• STATED EXERCISE:
Please copy out the records word for word, from the start through the line that contains "[138, 62, 158, 96]".

[start EXERCISE INPUT]

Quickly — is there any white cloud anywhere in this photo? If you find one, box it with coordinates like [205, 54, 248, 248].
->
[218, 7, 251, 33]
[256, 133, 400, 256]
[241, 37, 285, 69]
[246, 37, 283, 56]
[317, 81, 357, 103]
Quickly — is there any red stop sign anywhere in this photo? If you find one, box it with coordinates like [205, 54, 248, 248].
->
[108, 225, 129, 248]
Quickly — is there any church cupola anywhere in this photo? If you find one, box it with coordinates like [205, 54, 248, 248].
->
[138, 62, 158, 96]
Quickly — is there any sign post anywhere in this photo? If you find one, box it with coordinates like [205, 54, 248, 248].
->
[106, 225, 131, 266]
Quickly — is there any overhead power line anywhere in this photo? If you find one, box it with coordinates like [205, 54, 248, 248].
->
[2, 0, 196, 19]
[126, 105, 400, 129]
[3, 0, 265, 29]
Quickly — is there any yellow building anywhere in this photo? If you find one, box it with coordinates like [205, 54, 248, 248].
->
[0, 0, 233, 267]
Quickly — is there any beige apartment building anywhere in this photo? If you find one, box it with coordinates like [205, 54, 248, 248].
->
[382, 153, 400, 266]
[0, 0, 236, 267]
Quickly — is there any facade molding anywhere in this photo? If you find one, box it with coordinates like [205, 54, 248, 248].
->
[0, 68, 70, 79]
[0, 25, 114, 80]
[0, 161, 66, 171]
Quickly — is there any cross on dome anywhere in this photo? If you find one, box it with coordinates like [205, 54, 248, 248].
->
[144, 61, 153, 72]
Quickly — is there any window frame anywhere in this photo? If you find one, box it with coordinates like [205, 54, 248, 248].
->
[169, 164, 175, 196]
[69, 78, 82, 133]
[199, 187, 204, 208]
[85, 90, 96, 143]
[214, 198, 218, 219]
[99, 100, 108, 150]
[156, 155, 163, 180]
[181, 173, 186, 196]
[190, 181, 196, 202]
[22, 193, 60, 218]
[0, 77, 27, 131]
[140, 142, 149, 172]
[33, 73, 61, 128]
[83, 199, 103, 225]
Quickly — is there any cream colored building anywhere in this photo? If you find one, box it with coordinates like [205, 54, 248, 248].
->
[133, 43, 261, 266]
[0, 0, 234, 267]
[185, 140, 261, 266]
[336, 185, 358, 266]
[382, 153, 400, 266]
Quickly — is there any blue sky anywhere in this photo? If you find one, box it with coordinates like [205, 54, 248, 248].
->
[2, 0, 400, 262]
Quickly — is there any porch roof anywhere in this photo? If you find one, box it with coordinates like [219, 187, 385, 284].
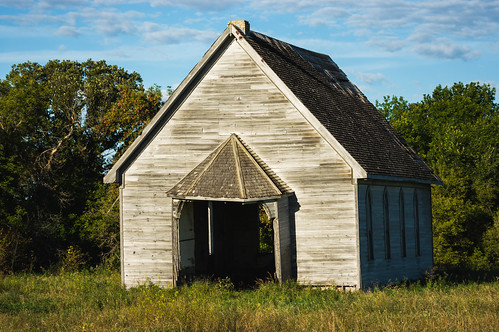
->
[167, 134, 293, 202]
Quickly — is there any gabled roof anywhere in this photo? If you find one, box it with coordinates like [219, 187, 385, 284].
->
[104, 24, 441, 183]
[167, 134, 292, 202]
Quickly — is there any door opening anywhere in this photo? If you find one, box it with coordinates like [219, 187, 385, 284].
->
[179, 201, 275, 285]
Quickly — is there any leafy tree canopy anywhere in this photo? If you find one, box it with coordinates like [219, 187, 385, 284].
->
[0, 60, 161, 270]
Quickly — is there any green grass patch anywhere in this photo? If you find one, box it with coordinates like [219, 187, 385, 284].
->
[0, 272, 499, 331]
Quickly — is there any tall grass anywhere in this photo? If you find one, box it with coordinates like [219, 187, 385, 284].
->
[0, 272, 499, 331]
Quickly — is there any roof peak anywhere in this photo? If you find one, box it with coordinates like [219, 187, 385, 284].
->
[227, 20, 251, 35]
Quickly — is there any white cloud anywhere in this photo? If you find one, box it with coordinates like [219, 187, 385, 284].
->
[414, 38, 481, 60]
[356, 73, 386, 85]
[367, 36, 406, 52]
[143, 23, 218, 44]
[146, 0, 243, 10]
[56, 25, 81, 37]
[258, 0, 499, 60]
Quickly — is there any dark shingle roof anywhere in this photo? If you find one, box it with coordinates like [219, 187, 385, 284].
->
[245, 32, 440, 183]
[167, 134, 292, 201]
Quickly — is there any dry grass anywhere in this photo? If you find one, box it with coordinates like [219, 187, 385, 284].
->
[0, 272, 499, 331]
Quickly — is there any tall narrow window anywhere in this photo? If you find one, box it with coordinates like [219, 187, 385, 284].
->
[366, 188, 374, 261]
[414, 191, 421, 256]
[383, 189, 392, 259]
[399, 189, 407, 257]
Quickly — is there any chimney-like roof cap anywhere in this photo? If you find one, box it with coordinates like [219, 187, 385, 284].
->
[227, 20, 250, 35]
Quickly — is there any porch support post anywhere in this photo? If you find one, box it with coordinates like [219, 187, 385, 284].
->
[172, 199, 185, 286]
[208, 201, 213, 255]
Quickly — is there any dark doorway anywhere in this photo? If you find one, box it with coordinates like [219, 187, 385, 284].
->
[179, 201, 275, 285]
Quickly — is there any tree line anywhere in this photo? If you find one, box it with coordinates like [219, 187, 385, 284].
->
[0, 60, 499, 273]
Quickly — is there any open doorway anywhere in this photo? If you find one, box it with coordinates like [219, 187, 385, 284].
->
[178, 201, 275, 285]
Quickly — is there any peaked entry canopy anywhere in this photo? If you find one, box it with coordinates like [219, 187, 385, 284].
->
[167, 134, 292, 202]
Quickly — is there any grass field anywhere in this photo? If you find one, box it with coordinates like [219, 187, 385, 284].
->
[0, 272, 499, 331]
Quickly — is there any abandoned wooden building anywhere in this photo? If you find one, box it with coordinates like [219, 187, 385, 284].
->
[104, 21, 440, 289]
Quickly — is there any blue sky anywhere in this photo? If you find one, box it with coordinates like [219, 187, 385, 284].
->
[0, 0, 499, 103]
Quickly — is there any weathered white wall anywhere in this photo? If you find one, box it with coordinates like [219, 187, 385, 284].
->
[122, 39, 358, 285]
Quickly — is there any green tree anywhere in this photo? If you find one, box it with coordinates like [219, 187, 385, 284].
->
[0, 60, 161, 270]
[376, 83, 499, 267]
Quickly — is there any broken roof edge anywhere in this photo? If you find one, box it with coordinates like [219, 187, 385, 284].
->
[232, 27, 367, 178]
[166, 193, 293, 203]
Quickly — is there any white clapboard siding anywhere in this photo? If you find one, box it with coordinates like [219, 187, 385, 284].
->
[122, 42, 359, 285]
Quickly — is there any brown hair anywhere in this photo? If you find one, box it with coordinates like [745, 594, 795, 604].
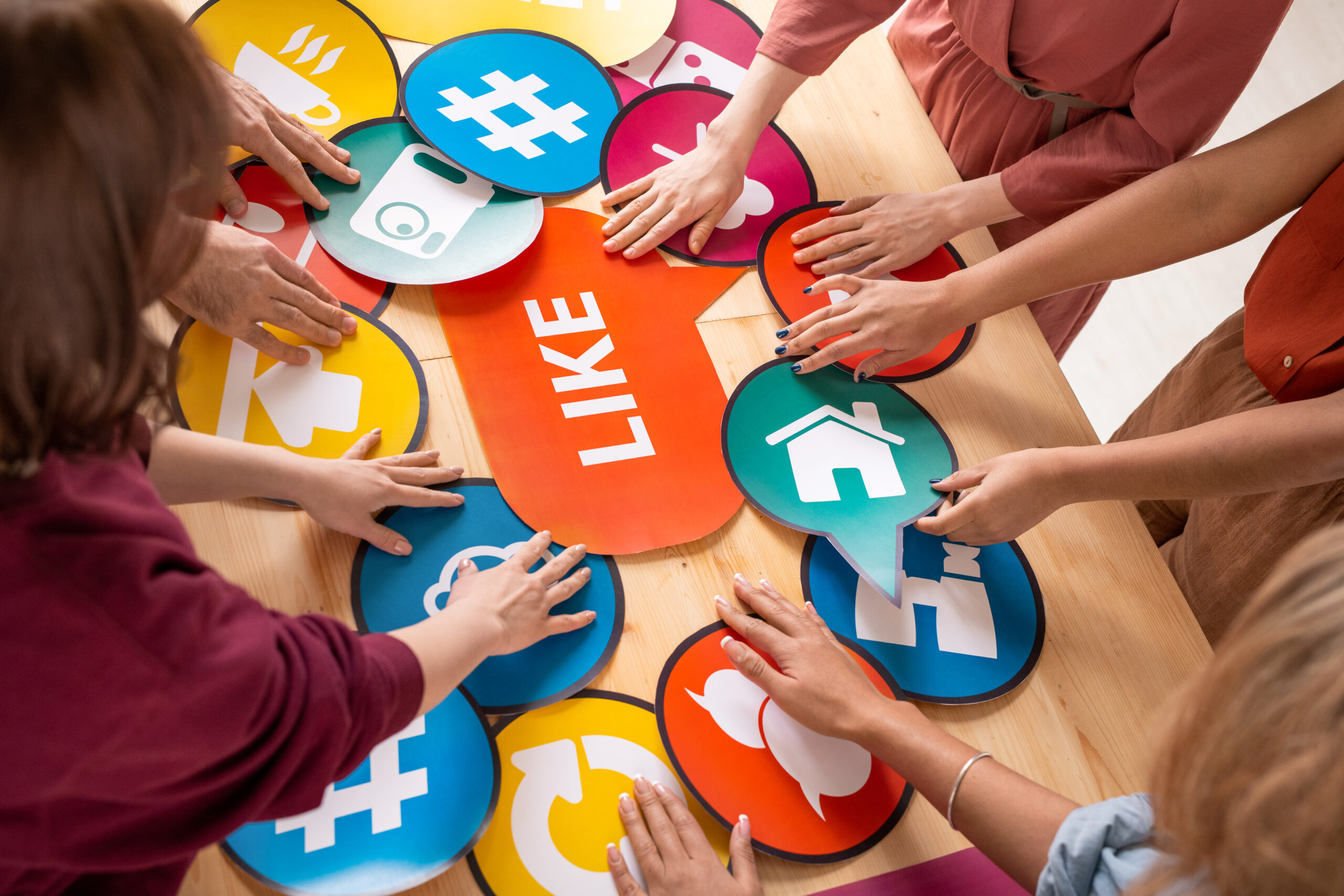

[end EXERCISE INPUT]

• THE REPLY:
Quickly — is there any white cloud anywhere in this photo? If you find one, box it with coordinates like [205, 54, 248, 248].
->
[218, 7, 251, 33]
[256, 133, 400, 256]
[241, 37, 285, 69]
[246, 37, 283, 56]
[317, 81, 357, 103]
Quickly — is there any red stop sign anywhere in this photo? If you find one, box it with coordinates like [205, 54, 248, 248].
->
[108, 225, 129, 248]
Quickly — is there any church cupola anywhere in this photo? If you find one, box it with coordinates like [205, 54, 248, 248].
->
[138, 62, 158, 96]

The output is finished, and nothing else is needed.